> [Problem description] Print word for word the first line of the listing below and every line after it, through the line with "Mark the boy's leg.". Leave out the pictures and the rest.

> [Records to process]
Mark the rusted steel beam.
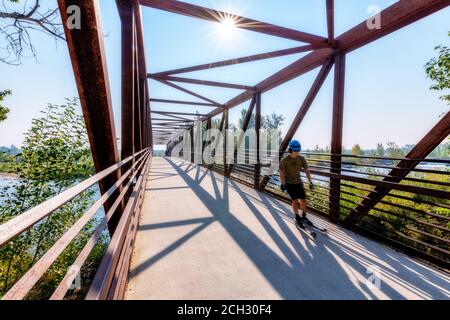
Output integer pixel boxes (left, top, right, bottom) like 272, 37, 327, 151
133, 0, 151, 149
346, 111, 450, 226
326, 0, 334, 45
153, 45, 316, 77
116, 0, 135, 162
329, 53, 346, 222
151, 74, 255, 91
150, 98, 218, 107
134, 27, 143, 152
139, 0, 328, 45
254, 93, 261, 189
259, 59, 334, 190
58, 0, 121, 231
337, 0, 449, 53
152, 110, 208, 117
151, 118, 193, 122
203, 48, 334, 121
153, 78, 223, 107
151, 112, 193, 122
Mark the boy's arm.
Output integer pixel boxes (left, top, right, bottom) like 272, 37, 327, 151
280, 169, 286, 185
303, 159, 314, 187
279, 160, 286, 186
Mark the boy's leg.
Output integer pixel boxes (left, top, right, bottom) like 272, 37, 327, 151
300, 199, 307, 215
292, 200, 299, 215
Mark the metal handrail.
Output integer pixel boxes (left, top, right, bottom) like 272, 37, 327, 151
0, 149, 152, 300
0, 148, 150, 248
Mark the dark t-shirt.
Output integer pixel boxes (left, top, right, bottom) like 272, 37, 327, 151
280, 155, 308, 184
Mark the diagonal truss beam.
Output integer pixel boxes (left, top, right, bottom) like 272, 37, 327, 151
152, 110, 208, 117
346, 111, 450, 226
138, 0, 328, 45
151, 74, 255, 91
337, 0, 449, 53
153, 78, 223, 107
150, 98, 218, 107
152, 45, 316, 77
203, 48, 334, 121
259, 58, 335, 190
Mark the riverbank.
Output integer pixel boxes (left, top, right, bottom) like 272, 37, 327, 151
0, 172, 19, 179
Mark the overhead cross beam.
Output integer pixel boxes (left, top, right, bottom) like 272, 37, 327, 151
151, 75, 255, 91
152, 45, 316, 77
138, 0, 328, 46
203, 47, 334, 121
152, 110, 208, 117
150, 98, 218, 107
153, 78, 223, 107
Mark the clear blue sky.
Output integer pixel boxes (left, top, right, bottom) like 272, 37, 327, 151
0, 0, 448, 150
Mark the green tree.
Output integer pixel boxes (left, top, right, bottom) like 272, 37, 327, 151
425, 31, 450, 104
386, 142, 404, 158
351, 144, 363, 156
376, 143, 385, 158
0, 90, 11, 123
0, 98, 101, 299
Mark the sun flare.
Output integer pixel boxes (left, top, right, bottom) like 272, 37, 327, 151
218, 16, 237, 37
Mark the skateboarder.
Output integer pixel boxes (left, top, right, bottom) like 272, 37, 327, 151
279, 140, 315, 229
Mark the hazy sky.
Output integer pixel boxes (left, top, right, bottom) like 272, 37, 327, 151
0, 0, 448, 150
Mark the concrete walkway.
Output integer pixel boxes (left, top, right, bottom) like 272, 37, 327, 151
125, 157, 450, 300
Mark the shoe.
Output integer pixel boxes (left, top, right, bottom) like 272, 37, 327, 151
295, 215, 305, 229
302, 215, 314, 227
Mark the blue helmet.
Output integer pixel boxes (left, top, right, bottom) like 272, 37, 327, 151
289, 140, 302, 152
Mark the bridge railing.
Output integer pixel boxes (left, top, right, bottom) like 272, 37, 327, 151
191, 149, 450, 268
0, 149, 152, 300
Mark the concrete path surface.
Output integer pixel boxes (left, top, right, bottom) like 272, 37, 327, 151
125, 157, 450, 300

> [Written answer]
Mark the rusted steel beam.
Output integer pixel boxes (left, top, right, bottom) like 272, 37, 327, 151
133, 0, 151, 149
346, 111, 450, 226
326, 0, 334, 45
153, 45, 316, 77
116, 0, 135, 162
329, 53, 346, 222
151, 74, 255, 91
150, 98, 218, 107
134, 27, 143, 152
139, 0, 328, 45
254, 93, 261, 189
259, 59, 334, 190
58, 0, 121, 231
337, 0, 449, 53
152, 110, 208, 117
151, 118, 193, 122
203, 48, 334, 121
153, 78, 223, 107
151, 112, 193, 122
Mark the boy's arm.
Output integer pixel boxes (left, top, right, bottom) like 272, 37, 327, 151
280, 169, 286, 185
303, 159, 314, 187
279, 160, 286, 186
Mark the boy's leg.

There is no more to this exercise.